* _Dataset rows_
↓↓↓
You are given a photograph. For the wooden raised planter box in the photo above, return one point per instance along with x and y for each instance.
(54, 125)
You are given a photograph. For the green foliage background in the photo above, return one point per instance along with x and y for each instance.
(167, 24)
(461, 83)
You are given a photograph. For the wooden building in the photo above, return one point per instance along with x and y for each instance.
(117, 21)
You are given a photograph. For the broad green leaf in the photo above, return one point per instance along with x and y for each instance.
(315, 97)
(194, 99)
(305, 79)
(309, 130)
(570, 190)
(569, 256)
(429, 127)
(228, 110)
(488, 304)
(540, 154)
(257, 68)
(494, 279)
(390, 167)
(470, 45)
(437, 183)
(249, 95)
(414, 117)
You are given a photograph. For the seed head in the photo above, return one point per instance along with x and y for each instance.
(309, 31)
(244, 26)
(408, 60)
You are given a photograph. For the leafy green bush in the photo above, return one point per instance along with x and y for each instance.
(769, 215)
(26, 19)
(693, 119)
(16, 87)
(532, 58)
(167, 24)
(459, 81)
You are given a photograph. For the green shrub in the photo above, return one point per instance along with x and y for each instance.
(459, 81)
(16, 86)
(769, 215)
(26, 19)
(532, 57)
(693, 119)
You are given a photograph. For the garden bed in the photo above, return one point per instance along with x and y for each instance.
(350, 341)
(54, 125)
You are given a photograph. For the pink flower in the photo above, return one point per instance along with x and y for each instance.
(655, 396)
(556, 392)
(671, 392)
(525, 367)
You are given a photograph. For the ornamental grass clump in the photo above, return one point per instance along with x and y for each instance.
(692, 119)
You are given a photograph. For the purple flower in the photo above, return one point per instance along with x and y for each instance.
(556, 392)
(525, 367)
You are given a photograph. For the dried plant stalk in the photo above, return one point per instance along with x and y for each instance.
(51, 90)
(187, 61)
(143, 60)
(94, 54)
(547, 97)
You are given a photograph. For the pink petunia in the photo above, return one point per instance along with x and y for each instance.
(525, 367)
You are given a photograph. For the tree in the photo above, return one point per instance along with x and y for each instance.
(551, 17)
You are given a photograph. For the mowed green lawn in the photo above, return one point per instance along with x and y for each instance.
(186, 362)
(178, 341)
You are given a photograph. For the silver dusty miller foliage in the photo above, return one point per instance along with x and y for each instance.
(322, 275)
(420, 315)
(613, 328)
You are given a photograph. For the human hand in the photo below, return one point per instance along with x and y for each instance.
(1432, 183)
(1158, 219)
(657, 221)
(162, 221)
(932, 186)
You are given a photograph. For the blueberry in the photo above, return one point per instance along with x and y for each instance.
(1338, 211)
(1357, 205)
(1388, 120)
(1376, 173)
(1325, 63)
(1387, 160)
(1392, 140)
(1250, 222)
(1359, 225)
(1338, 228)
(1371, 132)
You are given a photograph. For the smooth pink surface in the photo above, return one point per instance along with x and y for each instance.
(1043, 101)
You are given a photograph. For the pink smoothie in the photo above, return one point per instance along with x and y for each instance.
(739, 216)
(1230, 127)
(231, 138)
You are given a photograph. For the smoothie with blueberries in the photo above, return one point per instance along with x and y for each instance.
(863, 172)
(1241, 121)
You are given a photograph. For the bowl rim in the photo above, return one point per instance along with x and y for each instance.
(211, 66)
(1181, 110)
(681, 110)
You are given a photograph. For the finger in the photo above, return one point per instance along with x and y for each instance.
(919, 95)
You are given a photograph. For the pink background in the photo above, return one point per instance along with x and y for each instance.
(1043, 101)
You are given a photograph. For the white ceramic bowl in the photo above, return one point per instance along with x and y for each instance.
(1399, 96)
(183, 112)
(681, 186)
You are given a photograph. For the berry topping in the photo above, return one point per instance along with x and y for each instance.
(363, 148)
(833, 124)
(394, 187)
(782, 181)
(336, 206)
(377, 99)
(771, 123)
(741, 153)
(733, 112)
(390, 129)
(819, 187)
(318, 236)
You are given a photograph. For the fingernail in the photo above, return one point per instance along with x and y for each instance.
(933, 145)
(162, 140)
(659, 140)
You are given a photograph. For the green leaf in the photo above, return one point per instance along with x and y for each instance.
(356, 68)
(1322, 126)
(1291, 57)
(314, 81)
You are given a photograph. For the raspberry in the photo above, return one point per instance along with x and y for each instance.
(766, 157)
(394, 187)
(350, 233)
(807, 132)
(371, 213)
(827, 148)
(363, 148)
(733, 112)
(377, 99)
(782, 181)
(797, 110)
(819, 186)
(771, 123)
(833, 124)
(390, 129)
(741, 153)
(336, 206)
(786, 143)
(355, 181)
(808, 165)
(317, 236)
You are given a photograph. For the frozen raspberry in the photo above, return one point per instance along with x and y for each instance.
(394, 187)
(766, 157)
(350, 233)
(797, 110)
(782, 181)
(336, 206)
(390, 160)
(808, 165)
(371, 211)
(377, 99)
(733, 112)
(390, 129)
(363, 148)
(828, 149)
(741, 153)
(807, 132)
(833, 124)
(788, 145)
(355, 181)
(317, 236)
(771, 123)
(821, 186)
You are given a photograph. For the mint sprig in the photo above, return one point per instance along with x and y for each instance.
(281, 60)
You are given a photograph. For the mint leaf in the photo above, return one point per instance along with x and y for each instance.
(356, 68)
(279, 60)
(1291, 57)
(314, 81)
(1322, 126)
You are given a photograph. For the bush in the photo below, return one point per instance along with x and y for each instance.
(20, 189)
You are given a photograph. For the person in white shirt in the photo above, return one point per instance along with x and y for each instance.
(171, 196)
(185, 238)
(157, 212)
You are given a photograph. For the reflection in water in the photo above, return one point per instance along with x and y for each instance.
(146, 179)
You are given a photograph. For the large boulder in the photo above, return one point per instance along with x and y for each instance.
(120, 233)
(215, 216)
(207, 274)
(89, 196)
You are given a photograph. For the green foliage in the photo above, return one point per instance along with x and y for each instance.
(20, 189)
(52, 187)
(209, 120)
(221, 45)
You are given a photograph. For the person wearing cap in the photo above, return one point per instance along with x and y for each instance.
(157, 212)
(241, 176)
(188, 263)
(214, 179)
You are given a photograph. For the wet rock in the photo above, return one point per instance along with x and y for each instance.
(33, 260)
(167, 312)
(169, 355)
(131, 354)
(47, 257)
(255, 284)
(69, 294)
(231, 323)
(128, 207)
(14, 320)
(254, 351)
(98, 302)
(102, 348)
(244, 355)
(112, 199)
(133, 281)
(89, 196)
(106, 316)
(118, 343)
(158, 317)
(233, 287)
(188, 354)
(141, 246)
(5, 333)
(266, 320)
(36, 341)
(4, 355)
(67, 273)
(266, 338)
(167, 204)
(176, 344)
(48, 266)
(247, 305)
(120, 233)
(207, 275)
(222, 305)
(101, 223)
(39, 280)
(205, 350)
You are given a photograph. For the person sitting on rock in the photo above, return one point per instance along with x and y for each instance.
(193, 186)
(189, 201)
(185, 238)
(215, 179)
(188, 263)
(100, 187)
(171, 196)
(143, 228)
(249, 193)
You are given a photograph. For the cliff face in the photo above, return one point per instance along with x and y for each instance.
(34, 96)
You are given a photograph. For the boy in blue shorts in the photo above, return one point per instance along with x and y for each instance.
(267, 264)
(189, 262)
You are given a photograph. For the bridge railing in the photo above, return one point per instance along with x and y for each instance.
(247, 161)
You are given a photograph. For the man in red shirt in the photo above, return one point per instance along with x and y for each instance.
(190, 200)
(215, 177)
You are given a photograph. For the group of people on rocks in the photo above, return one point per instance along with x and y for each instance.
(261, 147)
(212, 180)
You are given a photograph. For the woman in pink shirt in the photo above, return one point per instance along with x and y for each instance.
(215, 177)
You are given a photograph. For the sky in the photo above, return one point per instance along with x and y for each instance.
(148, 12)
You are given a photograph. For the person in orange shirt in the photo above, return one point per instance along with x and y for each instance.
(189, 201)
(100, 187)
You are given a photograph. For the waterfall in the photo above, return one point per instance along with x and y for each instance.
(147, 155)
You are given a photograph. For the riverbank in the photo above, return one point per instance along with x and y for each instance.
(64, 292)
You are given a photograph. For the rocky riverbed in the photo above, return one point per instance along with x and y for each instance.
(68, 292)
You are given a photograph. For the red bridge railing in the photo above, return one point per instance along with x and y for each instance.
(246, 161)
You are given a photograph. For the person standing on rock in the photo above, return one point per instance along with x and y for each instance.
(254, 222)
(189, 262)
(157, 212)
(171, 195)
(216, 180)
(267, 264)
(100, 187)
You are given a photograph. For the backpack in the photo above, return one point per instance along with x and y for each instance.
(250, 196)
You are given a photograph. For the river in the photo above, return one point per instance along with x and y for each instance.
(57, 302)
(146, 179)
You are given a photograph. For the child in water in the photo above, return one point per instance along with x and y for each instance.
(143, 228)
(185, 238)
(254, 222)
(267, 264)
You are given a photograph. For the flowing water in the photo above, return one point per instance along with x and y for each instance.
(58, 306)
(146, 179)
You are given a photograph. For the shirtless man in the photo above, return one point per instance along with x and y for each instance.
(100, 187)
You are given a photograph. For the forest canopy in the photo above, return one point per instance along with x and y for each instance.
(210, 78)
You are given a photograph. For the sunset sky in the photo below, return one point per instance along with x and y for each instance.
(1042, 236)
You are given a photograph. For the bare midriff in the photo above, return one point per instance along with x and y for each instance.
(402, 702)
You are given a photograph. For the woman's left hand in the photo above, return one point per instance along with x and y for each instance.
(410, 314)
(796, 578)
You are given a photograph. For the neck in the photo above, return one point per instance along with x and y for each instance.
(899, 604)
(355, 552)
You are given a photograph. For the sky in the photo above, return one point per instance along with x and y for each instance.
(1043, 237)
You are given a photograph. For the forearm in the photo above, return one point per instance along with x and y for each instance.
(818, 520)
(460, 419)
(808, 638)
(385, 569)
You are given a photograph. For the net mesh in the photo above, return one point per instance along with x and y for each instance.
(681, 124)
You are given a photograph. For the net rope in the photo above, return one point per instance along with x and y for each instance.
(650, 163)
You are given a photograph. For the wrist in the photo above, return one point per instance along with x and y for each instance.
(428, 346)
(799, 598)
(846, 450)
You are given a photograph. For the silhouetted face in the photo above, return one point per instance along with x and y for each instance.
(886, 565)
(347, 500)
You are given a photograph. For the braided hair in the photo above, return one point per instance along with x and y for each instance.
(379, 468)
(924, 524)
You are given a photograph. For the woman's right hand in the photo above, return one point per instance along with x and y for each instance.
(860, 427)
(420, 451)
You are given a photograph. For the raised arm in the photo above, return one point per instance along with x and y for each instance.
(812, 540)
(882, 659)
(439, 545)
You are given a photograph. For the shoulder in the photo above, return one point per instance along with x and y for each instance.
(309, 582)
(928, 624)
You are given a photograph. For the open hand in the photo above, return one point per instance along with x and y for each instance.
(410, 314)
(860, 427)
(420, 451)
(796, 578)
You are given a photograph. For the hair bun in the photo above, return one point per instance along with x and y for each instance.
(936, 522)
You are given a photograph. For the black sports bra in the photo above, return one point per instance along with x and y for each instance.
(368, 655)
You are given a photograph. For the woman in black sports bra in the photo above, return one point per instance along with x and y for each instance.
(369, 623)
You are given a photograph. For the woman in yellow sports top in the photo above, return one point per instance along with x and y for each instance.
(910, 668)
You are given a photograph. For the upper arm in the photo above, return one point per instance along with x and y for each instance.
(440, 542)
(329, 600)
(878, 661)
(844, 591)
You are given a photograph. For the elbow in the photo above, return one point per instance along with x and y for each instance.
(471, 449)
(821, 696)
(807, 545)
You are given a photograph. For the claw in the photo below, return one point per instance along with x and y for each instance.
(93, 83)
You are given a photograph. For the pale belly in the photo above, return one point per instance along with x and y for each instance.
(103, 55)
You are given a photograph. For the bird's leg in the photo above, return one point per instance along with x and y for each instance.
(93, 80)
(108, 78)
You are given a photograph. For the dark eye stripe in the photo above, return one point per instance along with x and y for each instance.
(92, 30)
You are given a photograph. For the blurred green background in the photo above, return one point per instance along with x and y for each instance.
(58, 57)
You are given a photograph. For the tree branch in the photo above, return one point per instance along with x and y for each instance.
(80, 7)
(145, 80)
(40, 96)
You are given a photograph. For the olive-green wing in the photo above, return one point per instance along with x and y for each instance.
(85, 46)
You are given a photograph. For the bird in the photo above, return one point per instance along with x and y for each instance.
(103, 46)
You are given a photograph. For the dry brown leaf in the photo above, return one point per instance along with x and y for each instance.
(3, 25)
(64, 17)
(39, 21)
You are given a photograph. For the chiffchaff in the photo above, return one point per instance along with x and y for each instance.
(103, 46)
↑↑↑
* _Work required_
Format the lines of the records as a numbered list, starting with the line that contains "You are given a photograph. For the tree branch" and going on through the end of the records, and leave out any blank lines.

* _Right answer_
1. You are given a photograph. For the tree branch in the photo above, return one point per instance along with x and y for each instance.
2. (80, 7)
3. (145, 80)
4. (40, 96)
5. You are given a photograph. For the olive-green wing in the photo above, return one point per instance along with x and y for each instance.
6. (85, 46)
7. You are given a photograph. For the bird in the photo above, return one point per instance along with x and y for each instance.
8. (103, 46)
9. You are given a photograph. For the dry brown leaf in the photo above, return one point per instance along with x and y for each instance.
10. (3, 25)
11. (64, 17)
12. (39, 21)
13. You are given a photograph. For the chiffchaff in the photo above, return one point per instance along with x and y for each instance.
14. (103, 46)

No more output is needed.